Exercise materials.
================
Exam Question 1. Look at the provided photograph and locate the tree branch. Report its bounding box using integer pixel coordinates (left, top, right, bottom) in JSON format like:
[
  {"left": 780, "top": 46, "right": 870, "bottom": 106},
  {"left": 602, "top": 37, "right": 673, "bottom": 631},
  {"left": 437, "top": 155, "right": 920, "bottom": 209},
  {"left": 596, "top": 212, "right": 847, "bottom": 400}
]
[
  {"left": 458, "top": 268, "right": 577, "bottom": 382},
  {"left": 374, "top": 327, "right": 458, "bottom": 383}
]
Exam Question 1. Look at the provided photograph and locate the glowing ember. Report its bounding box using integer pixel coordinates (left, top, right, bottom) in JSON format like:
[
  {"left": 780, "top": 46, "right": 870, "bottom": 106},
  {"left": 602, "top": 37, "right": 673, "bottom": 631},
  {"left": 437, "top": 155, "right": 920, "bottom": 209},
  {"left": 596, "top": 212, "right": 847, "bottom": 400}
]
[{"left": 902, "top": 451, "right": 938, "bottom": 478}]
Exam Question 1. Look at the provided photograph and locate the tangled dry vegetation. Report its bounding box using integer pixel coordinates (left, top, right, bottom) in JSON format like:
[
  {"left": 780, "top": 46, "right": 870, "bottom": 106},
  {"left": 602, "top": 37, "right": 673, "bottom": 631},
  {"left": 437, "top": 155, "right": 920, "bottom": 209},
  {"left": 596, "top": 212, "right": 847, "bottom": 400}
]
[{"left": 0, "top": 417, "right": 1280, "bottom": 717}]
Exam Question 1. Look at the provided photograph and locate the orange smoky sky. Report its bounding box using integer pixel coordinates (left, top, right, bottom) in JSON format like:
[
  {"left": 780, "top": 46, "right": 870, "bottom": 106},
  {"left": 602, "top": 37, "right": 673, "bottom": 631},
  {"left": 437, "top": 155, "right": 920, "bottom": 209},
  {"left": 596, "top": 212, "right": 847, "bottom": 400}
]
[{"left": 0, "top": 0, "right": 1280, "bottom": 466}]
================
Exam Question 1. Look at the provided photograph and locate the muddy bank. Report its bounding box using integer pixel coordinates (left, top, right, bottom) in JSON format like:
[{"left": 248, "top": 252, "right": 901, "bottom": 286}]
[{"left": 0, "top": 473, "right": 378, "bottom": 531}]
================
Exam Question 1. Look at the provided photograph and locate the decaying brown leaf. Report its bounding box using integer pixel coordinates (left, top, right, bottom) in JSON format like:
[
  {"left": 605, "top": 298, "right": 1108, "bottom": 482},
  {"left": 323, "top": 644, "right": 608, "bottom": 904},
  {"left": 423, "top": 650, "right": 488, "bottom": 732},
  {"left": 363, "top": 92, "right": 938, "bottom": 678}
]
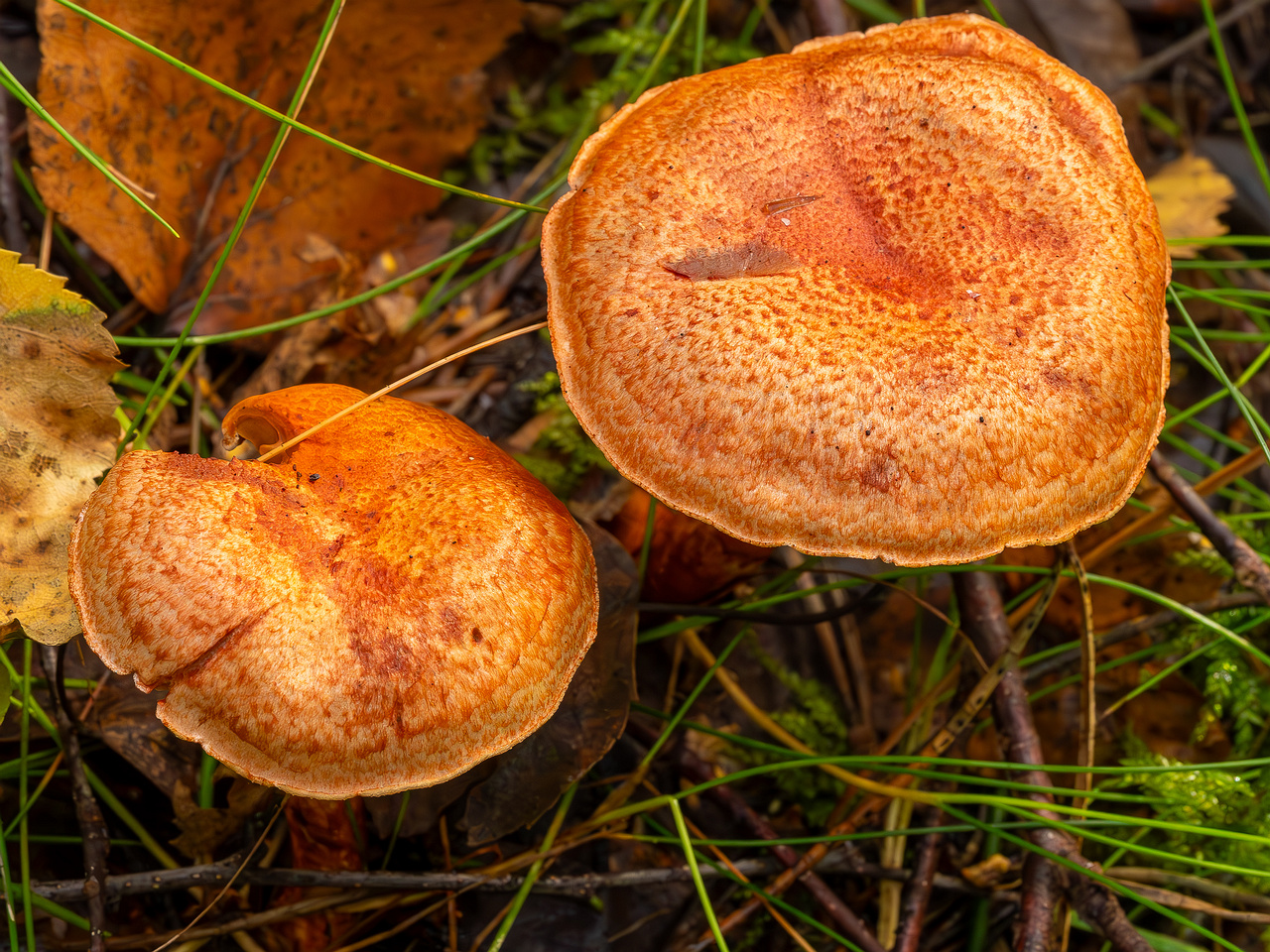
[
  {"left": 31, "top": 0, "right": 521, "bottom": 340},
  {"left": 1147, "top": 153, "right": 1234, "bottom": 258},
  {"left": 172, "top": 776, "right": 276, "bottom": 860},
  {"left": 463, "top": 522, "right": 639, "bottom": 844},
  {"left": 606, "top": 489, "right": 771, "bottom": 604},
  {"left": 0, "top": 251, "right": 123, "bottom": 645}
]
================
Goal of the exercise. Pull out every line of the material above that contains the word "ember", and note that case counts.

Exercise response.
Exam Question 1. Look at the provided photograph and locate the glowing ember. Report its bounding box using integer pixel coordinates (left, top, right, bottom) in JSON format like:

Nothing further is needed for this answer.